Objective:
Which lines in the two blocks of entries below contain the word "foliage"? Copy each of them.
=== Extracted information ===
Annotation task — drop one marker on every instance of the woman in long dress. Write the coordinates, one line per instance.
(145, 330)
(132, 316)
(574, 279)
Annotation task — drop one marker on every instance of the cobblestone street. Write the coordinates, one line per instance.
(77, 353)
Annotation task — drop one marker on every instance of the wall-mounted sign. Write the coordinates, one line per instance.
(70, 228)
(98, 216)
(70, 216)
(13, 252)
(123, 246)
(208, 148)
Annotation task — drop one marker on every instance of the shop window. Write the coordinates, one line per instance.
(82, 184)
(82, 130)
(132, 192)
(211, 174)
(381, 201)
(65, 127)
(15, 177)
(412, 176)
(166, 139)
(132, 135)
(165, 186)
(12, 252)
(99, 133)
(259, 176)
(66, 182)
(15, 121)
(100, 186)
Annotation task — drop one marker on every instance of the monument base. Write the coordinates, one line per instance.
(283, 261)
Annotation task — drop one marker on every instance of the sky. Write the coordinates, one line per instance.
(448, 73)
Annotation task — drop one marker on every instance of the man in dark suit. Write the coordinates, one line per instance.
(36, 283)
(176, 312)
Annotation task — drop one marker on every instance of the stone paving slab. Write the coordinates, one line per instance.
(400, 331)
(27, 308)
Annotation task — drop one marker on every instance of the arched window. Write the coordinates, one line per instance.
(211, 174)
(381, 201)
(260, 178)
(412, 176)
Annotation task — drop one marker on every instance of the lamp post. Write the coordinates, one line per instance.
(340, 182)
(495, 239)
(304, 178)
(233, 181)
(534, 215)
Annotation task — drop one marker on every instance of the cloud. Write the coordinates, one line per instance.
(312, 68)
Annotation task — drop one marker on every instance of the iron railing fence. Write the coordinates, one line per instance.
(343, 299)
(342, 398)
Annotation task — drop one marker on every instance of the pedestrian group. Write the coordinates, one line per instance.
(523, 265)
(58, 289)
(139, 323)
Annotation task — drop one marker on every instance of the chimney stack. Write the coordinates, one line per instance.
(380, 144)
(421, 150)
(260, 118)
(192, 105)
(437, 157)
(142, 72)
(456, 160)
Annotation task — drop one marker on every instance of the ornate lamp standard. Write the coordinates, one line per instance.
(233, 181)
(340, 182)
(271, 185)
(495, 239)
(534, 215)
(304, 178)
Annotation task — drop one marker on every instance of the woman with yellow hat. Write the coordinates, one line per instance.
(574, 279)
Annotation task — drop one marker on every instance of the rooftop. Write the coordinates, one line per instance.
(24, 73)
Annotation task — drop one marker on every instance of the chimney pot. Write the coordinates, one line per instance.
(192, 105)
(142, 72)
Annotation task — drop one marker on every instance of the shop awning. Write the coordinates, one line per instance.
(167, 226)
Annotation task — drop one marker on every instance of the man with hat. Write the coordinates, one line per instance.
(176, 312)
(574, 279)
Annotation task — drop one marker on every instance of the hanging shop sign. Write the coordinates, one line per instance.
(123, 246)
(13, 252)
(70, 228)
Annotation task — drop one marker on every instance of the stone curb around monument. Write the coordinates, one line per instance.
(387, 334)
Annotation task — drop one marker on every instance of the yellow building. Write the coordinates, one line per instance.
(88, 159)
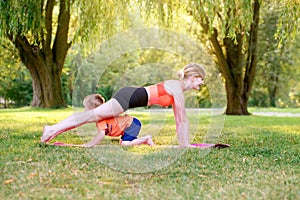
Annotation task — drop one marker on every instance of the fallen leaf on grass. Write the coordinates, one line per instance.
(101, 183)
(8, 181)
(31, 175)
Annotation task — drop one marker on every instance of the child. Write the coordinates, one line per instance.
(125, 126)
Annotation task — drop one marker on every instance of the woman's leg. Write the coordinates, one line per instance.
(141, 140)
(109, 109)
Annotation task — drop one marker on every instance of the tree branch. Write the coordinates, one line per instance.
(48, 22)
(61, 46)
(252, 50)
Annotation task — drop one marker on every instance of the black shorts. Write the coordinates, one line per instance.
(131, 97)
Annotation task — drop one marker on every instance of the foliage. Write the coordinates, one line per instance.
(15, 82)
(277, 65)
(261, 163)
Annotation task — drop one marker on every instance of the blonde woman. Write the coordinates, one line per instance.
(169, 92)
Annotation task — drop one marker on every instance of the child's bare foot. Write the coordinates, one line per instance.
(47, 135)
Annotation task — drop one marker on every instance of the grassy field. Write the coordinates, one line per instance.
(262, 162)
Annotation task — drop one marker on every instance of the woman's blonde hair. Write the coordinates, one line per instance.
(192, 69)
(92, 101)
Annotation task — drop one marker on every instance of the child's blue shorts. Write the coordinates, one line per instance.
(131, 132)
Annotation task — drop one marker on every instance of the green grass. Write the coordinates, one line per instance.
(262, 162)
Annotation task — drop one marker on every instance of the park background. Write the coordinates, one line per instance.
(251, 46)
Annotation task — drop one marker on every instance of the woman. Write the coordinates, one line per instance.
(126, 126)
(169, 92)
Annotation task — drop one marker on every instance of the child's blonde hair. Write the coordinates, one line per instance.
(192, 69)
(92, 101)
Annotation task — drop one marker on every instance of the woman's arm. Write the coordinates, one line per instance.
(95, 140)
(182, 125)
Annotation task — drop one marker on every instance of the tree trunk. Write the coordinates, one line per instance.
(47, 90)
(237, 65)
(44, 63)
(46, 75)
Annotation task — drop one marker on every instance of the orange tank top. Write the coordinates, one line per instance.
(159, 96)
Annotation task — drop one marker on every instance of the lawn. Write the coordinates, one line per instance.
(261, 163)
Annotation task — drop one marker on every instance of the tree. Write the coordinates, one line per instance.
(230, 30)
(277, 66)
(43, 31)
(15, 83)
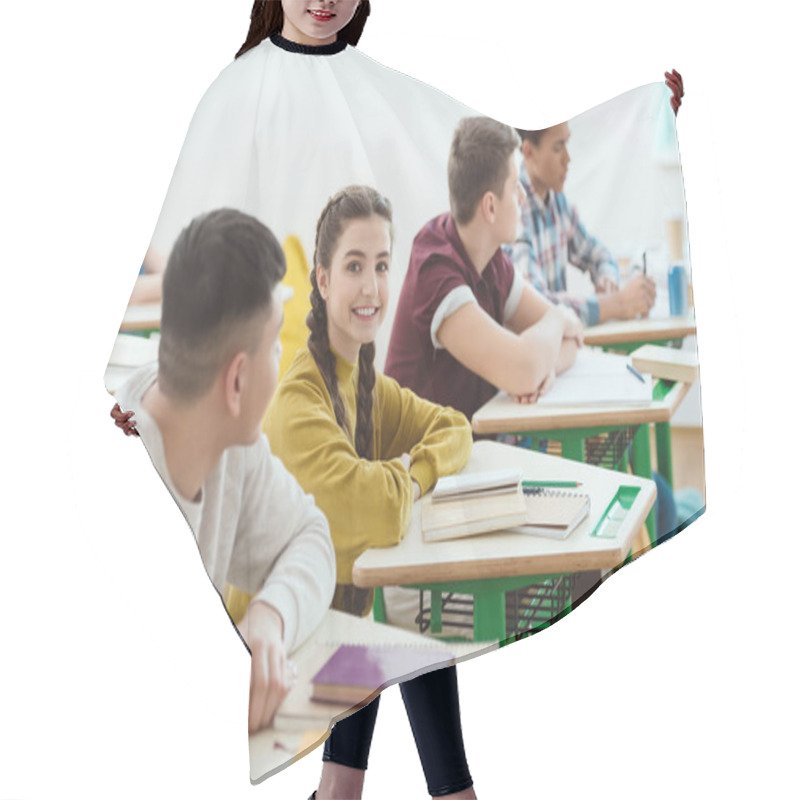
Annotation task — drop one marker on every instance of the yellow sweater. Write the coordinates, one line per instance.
===
=== Extracted information ===
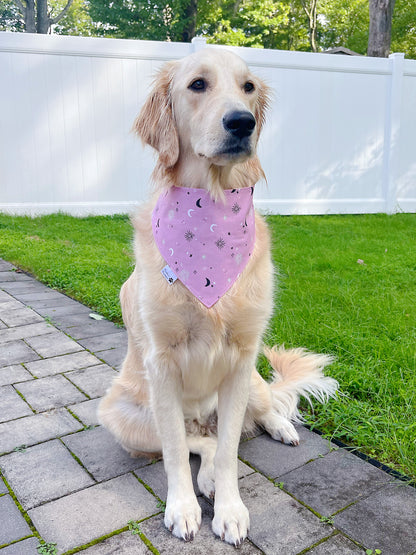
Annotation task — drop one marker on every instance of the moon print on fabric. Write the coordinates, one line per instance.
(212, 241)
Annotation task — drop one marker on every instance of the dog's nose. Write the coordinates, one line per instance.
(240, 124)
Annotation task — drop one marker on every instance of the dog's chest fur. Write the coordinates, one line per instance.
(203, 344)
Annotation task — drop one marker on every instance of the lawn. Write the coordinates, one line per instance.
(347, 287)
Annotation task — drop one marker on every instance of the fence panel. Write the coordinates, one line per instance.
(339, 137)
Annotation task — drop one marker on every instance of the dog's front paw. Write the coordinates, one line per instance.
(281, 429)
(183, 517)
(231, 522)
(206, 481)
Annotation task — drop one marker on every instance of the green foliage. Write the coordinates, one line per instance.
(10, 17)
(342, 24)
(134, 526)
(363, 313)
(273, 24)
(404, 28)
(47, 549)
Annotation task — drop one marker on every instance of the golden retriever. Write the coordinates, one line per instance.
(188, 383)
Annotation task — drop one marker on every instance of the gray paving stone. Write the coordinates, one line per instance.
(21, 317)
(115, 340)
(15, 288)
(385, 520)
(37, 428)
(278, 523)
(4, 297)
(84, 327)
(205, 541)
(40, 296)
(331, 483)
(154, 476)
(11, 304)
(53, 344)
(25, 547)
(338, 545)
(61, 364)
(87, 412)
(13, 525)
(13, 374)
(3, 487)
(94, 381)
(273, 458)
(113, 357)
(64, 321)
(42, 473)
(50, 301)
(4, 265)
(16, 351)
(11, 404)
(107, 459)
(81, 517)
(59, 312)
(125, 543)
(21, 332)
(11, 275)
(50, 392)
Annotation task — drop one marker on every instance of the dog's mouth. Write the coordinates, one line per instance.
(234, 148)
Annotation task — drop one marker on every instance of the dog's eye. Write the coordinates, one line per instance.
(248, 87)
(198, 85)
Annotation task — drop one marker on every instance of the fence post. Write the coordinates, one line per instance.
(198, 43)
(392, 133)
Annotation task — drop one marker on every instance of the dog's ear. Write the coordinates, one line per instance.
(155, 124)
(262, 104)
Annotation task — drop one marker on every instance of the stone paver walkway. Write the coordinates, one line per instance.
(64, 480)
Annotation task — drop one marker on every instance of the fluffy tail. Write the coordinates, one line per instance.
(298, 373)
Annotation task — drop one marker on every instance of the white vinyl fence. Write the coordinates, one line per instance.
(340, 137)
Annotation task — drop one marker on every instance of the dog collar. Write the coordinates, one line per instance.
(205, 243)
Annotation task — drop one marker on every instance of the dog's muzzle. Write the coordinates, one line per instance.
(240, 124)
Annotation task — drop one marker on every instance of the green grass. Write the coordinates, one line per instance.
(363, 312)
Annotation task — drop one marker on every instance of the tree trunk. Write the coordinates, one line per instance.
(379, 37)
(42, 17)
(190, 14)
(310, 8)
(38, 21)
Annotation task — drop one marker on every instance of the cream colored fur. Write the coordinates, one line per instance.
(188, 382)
===
Exercise response:
Annotation task — drop one marker on every instance of the foliage. Write the coordinates, one line per instance.
Annotation task — drop one marker on every instance of the green foliage. Write the coordinates, one line per instance.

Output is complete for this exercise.